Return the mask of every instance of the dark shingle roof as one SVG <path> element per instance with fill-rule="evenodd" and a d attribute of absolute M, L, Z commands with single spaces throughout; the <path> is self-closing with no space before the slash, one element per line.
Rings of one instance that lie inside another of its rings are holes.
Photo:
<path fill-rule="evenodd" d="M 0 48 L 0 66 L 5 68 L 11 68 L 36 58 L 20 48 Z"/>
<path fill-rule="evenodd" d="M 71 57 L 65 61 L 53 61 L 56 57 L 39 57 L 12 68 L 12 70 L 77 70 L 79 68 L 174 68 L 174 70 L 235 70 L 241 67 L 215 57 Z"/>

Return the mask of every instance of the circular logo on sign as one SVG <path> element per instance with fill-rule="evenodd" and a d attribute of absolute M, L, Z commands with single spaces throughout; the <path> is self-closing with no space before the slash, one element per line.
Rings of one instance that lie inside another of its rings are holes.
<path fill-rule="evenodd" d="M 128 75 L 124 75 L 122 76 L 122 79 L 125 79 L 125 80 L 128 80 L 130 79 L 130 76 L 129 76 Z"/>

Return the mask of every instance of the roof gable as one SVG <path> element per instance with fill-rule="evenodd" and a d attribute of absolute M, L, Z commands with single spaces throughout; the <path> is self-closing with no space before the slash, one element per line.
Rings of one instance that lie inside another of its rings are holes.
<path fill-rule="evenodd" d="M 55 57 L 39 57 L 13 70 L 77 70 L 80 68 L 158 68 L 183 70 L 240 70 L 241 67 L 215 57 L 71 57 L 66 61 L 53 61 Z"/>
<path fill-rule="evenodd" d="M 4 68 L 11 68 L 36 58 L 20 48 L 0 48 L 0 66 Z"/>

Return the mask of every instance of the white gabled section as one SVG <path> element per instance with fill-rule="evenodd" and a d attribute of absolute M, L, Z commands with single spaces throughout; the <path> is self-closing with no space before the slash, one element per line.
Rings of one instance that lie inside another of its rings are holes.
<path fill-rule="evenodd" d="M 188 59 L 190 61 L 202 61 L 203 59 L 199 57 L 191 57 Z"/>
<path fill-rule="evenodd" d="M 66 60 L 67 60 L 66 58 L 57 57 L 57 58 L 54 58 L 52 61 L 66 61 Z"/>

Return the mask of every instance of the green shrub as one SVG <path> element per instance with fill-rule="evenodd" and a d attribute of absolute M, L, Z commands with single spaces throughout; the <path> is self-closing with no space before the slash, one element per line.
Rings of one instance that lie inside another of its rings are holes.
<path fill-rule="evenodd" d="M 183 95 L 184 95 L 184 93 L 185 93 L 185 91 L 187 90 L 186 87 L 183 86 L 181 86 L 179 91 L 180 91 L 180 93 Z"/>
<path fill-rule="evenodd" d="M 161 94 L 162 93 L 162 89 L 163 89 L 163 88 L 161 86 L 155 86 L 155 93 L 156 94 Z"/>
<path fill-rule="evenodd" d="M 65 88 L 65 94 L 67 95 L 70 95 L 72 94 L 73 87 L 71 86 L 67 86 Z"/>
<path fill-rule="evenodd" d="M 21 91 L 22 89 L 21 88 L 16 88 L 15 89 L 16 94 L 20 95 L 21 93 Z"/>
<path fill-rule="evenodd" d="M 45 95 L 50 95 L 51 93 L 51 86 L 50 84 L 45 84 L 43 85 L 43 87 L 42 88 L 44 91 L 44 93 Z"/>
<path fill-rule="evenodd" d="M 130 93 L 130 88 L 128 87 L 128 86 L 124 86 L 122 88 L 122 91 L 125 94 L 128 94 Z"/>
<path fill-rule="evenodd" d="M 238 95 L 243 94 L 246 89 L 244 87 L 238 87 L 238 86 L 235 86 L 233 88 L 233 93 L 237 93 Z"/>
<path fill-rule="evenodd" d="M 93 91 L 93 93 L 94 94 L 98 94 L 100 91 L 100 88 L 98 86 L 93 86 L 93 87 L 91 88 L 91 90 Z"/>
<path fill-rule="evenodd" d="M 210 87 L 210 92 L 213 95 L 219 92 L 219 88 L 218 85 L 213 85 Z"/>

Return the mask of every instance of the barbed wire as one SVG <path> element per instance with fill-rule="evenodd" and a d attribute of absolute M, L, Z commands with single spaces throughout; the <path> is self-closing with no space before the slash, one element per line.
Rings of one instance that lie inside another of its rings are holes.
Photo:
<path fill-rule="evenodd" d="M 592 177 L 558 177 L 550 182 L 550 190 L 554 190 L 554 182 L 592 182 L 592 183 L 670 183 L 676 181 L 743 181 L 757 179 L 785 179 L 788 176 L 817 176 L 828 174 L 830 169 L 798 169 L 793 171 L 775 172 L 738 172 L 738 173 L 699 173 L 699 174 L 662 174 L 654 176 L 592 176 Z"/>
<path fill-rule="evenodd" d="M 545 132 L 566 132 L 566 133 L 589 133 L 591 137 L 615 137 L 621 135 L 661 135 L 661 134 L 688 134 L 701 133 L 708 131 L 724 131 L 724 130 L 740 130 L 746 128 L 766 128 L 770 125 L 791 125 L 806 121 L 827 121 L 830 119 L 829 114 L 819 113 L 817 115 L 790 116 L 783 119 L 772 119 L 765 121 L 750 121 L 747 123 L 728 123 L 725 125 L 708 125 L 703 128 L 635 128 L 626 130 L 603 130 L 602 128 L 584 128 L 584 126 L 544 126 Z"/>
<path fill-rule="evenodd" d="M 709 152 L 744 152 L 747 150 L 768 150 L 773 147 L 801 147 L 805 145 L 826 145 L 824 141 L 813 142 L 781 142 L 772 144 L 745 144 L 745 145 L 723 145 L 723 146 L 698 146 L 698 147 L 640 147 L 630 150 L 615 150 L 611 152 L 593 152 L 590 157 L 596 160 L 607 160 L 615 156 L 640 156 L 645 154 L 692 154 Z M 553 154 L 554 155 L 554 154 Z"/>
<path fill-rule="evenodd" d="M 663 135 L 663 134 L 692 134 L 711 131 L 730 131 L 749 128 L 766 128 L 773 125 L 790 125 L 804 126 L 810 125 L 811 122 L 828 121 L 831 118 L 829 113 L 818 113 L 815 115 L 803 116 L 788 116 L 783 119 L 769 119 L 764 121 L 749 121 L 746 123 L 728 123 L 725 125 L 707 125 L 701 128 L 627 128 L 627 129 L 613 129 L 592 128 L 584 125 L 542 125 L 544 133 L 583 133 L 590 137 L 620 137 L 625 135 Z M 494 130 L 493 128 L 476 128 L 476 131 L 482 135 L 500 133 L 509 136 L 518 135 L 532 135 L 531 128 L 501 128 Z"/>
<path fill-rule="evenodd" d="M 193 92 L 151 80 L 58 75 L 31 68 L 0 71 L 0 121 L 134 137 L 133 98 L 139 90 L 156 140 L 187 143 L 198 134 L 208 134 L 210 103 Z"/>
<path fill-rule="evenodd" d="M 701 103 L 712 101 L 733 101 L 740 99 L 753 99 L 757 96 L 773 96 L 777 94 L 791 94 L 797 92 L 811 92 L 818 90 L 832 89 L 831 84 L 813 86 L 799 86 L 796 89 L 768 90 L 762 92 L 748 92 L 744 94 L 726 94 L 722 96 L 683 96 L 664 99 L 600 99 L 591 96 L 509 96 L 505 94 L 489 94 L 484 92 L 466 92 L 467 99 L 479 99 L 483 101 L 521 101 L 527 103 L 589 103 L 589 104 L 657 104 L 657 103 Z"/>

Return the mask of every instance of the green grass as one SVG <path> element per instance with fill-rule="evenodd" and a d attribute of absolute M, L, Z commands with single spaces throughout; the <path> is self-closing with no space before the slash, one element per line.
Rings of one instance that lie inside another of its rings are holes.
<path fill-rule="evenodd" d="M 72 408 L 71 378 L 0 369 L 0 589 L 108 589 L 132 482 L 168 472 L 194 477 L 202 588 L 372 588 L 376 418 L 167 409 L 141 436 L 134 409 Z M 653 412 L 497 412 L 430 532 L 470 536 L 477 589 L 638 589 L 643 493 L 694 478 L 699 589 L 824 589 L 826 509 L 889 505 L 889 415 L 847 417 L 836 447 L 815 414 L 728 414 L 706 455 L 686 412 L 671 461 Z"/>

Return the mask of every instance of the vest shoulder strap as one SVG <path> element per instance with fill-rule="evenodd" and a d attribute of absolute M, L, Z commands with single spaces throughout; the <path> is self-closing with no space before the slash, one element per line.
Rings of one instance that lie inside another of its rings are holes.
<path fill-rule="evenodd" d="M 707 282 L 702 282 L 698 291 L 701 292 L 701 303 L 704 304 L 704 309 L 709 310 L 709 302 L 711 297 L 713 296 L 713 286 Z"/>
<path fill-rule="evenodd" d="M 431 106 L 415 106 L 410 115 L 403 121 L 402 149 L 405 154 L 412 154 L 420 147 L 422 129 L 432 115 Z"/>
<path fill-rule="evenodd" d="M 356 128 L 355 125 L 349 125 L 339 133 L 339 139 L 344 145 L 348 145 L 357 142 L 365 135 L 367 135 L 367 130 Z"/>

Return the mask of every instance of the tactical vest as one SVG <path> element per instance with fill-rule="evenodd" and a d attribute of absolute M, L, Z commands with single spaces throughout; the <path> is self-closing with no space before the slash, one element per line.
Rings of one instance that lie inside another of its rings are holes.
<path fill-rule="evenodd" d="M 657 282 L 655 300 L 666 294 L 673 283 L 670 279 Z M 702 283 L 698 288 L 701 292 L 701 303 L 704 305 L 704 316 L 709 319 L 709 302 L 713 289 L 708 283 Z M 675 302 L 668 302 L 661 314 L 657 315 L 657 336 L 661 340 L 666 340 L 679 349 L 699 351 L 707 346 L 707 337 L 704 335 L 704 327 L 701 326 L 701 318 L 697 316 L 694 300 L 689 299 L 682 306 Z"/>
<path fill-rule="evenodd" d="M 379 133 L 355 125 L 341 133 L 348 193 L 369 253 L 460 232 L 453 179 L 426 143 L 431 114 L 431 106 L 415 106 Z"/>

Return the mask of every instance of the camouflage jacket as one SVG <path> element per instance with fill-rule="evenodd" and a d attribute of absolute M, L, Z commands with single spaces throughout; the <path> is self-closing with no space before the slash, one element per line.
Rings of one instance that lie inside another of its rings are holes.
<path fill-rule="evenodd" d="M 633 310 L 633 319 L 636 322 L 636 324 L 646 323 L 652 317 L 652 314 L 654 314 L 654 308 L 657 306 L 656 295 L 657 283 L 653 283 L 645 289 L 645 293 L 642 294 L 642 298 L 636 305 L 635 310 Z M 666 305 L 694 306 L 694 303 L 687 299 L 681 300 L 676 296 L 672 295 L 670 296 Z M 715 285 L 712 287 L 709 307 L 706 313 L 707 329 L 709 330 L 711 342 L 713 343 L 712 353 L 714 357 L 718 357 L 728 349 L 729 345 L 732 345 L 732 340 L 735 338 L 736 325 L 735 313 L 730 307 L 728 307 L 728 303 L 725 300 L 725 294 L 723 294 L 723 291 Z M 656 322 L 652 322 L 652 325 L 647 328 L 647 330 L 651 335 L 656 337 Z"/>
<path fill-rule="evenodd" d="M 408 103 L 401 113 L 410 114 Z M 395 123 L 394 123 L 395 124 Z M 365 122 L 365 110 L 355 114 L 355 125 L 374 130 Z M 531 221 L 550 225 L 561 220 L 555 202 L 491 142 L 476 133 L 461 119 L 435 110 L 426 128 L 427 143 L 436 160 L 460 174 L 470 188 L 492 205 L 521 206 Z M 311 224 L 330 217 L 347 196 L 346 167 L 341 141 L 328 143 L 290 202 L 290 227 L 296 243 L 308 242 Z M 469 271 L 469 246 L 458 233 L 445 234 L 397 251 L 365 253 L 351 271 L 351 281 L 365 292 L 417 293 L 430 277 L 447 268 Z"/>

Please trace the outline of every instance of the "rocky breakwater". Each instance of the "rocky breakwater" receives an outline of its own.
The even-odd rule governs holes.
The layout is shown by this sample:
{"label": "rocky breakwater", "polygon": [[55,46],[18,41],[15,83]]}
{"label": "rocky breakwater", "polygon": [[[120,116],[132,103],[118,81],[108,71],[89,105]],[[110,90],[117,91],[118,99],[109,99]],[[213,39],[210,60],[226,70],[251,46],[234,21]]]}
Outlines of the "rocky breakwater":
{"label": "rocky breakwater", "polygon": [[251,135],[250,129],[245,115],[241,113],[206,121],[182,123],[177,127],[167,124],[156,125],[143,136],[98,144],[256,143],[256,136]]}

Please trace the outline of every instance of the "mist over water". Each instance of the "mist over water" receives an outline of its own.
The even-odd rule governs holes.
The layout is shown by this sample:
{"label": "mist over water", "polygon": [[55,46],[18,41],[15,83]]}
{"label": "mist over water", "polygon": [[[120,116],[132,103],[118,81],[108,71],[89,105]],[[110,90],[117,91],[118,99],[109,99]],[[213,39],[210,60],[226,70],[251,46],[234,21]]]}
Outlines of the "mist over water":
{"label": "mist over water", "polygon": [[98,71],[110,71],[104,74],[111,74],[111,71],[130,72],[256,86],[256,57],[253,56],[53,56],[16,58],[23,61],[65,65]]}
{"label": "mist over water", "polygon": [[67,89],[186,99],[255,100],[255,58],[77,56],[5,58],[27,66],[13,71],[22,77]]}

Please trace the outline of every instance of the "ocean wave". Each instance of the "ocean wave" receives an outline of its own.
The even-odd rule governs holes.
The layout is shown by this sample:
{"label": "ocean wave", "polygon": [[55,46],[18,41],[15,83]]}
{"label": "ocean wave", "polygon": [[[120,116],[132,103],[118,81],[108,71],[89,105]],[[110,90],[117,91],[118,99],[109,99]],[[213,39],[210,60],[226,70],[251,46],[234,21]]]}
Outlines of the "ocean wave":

......

◆ WHAT YOU HAVE TO DO
Could you convert the material between the lines holding "Return the mask of every instance of the white" and "66 60 L 67 60", inclusive, into a numbered list, leaving out any blank lines?

◆ RESULT
1. Return the mask of every instance of the white gabled section as one SVG <path> element per instance with fill-rule="evenodd" and a d attribute of absolute M, L, Z commands with single spaces throughout; the <path> is self-closing with no space before the slash, one element per line.
2. Rings of one instance that lie inside another of its rings are holes.
3. <path fill-rule="evenodd" d="M 188 59 L 190 61 L 202 61 L 203 59 L 199 57 L 191 57 Z"/>
4. <path fill-rule="evenodd" d="M 66 60 L 67 60 L 66 58 L 57 57 L 57 58 L 54 58 L 52 61 L 66 61 Z"/>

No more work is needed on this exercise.